PAGE:
[start]
Humans make first contact with an alien species which have their morals based on eating most of their fully conscious children (it makes sense in context). Of course humans find it most ethical to either genocide them or forcefully change them so that the suffering of children can be stopped... but then we encounter another species which eliminated all kind of pain, both emotional and physical, and finds us just as abhorrent as we found the "baby-eaters". And they want to change us into blobs which don't feel any emotions and exist in a blissful state of constant orgy.

Presumably the extrapolated values will also include preference for slow, gradual transitions. Therefore the AI will make the transition gradual.

If you believe that morals improve over time in some objective sense, then you should examine how morals change by the passage of time, figure out which morals are going to win, and adopt those morals immediately.

Yes, FAI problem is an overfitting problem; you have a vast space of parameters (all the algorithms, if you consider the general case).

No matter how well you specify your values, your description can be hacked if it is expressed in a language which has enough room for different interpretations of the same expression. Even programming languages probably aren't strict enough, since they sometimes have "implementation-specific" or "undefined behavior" expressions. So when you say "high-level", you should mean "high-level as Haskell", not "high-level as natural languages".

And then good luck defining your values, e.g. love, in a programming language.
[end]
MATERIAL PROVIDED:
[start]
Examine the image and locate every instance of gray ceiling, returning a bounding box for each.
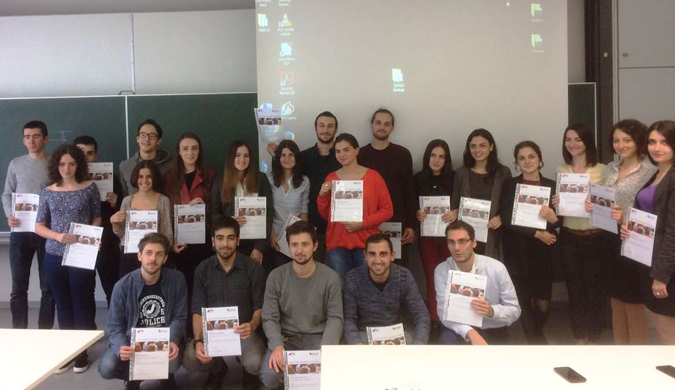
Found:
[0,0,255,16]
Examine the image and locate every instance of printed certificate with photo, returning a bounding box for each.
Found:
[173,204,206,244]
[330,180,363,222]
[129,328,171,381]
[443,270,487,327]
[512,184,551,229]
[420,196,450,237]
[458,197,492,242]
[284,351,321,390]
[124,210,157,253]
[88,163,113,202]
[591,184,619,234]
[11,192,40,233]
[61,222,103,270]
[202,306,241,356]
[379,222,403,259]
[366,324,405,345]
[621,207,658,267]
[556,173,591,218]
[234,196,267,240]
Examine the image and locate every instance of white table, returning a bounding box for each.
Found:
[0,329,103,390]
[321,345,675,390]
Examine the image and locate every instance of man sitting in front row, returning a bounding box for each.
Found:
[261,221,343,388]
[434,221,520,345]
[98,233,187,389]
[344,234,431,344]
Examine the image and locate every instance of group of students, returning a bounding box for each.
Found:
[3,109,675,383]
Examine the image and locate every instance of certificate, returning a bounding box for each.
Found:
[61,222,103,270]
[443,270,487,327]
[556,173,591,218]
[234,196,267,240]
[202,306,241,356]
[621,207,658,267]
[11,192,40,233]
[129,328,171,381]
[459,197,492,242]
[88,163,113,202]
[591,184,619,234]
[284,351,321,390]
[124,210,157,253]
[366,324,405,345]
[330,180,363,222]
[511,184,551,230]
[173,204,206,244]
[420,196,450,237]
[379,222,403,259]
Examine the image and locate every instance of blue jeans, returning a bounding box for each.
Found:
[45,253,96,330]
[326,248,366,286]
[9,232,55,329]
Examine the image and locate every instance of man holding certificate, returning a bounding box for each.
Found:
[434,221,520,345]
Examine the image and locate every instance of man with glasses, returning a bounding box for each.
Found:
[120,119,173,196]
[434,221,520,345]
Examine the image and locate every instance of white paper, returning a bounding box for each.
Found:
[234,196,267,240]
[420,196,450,237]
[129,328,171,381]
[511,184,551,230]
[591,184,619,234]
[379,222,403,259]
[621,207,658,267]
[443,270,487,327]
[124,210,157,253]
[366,324,405,345]
[330,180,363,222]
[459,197,492,242]
[202,306,241,356]
[11,193,40,233]
[556,173,591,218]
[88,163,113,202]
[284,351,321,390]
[61,222,103,270]
[173,204,206,244]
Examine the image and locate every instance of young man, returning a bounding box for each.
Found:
[2,121,55,329]
[98,233,187,389]
[434,221,520,345]
[344,234,431,344]
[183,217,265,390]
[120,119,173,196]
[261,221,343,388]
[73,135,122,307]
[359,108,419,267]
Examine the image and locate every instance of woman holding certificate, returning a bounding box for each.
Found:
[317,133,394,285]
[500,141,559,344]
[35,145,101,373]
[110,161,173,278]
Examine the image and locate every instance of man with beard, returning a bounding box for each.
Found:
[261,221,343,389]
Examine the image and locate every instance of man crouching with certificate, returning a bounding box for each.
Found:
[434,221,520,345]
[98,233,187,389]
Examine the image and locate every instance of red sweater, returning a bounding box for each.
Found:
[316,169,394,251]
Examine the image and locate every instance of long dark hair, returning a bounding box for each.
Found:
[272,140,302,188]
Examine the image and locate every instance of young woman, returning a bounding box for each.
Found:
[end]
TASK REQUIREMENTS: Repeat word for word the part of the forum thread above that opens with the words containing "Presumably the extrapolated" and closes with "those morals immediately.".

TASK SOLUTION:
Presumably the extrapolated values will also include preference for slow, gradual transitions. Therefore the AI will make the transition gradual.

If you believe that morals improve over time in some objective sense, then you should examine how morals change by the passage of time, figure out which morals are going to win, and adopt those morals immediately.